Your instructions: After finding the line with "point(152, 104)" in the entries below, retype exactly each line from there through the line with "point(38, 244)", including that final line.

Extracted information:

*** Block opens ***

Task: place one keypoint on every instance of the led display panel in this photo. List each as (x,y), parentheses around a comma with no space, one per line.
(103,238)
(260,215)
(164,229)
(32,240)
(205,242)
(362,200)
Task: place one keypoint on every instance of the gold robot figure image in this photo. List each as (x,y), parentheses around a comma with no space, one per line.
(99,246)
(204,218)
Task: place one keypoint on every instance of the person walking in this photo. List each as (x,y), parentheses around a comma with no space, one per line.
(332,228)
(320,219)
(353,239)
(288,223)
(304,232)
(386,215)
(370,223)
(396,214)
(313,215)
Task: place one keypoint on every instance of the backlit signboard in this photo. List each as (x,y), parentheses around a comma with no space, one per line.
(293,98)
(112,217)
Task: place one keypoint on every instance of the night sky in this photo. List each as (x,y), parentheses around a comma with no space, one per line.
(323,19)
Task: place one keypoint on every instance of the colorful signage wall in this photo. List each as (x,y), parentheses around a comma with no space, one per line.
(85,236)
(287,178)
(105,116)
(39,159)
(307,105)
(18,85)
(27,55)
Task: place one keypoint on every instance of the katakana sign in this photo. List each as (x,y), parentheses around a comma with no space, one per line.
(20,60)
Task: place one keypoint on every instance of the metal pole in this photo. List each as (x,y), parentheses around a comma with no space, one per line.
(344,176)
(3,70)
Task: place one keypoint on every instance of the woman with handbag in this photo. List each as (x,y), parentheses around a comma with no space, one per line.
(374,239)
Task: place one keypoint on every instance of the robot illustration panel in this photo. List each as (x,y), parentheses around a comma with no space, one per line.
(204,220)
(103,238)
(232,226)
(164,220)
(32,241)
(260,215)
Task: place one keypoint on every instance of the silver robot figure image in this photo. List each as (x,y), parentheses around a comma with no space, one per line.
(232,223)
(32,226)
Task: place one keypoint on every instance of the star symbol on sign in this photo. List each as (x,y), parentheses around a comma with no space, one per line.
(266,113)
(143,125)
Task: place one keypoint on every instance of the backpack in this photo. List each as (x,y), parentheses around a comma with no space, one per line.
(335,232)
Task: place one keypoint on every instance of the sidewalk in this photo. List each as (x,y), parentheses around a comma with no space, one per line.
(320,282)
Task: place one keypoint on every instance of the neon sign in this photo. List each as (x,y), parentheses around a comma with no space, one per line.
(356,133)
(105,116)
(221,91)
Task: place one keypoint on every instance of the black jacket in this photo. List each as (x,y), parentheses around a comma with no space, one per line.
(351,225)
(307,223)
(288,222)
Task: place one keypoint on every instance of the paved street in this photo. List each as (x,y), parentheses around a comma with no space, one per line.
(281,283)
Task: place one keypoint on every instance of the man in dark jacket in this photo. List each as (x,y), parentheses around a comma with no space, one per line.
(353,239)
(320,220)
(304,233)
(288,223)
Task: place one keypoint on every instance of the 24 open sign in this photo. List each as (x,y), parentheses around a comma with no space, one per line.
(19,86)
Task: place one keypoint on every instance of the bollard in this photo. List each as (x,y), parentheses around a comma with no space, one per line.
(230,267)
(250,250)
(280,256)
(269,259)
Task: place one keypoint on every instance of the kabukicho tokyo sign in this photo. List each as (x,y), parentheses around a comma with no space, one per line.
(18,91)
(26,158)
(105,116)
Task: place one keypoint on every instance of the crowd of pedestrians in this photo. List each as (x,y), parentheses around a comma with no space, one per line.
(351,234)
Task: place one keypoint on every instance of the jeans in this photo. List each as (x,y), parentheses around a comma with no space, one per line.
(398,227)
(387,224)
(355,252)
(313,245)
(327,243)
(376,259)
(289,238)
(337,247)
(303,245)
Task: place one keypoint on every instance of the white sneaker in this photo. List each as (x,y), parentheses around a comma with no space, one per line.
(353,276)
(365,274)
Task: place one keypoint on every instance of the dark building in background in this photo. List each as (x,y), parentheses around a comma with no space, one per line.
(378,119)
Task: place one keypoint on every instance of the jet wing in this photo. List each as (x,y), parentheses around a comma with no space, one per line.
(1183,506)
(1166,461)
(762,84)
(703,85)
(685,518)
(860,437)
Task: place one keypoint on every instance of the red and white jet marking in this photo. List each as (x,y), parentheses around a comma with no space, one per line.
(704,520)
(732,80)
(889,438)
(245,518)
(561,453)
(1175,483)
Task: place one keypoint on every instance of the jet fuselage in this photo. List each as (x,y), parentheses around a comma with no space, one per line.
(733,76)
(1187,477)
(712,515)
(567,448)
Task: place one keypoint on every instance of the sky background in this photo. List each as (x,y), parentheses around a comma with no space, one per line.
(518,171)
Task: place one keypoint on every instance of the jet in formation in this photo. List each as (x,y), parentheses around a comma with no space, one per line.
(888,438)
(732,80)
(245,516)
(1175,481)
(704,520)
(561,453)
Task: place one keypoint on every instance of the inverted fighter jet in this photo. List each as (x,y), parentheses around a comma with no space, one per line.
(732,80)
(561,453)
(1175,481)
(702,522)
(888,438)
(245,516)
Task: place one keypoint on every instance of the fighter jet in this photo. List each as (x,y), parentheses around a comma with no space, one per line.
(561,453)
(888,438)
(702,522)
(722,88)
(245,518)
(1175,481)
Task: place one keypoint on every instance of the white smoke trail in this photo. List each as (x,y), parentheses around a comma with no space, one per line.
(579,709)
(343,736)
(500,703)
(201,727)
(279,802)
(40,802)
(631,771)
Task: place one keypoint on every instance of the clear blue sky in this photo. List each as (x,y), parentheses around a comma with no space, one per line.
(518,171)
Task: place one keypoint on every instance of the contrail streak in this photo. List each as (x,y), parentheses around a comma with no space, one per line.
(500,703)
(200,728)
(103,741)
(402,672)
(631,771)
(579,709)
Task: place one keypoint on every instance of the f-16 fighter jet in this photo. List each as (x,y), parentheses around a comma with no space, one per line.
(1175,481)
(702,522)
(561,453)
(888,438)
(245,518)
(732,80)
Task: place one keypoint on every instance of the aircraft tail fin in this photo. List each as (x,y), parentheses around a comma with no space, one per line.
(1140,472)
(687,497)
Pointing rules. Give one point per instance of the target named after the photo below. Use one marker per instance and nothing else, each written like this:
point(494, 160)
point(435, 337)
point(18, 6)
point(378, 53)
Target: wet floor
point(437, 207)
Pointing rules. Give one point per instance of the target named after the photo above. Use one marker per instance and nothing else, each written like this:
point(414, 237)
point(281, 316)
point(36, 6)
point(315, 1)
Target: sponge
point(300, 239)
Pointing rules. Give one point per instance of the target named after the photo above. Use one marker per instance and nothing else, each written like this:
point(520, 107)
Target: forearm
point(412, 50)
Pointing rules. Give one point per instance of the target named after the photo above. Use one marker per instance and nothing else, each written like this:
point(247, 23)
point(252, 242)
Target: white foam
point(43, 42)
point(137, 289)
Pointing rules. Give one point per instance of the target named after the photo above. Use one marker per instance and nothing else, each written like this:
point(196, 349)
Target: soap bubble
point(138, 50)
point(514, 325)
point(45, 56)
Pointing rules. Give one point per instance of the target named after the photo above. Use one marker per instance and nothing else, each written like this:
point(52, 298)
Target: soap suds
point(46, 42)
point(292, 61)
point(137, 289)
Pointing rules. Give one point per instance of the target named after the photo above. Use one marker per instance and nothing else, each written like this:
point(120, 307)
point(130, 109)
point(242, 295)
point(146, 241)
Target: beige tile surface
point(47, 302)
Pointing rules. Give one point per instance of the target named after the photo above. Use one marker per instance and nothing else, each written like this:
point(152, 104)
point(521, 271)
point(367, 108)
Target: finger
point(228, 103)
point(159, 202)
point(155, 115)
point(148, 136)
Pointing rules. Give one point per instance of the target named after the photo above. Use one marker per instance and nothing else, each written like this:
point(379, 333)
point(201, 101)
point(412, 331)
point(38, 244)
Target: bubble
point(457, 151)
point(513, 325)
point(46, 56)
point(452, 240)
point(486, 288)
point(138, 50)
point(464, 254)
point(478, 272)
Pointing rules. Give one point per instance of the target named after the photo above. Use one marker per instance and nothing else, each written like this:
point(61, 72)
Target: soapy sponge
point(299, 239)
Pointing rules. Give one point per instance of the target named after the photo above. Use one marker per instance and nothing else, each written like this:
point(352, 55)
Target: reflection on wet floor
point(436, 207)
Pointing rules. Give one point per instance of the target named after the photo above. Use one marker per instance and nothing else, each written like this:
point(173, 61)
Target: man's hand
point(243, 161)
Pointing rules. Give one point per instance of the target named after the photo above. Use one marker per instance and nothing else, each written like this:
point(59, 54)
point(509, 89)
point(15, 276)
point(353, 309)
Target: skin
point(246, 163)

*** Block closes ***

Response box:
point(152, 104)
point(521, 271)
point(367, 108)
Target: finger
point(228, 103)
point(159, 202)
point(155, 115)
point(148, 136)
Pointing rules. Give one point per instance of the target named after the photo above. Use one marker per instance and nothing else, each written like this:
point(379, 333)
point(201, 101)
point(412, 331)
point(38, 244)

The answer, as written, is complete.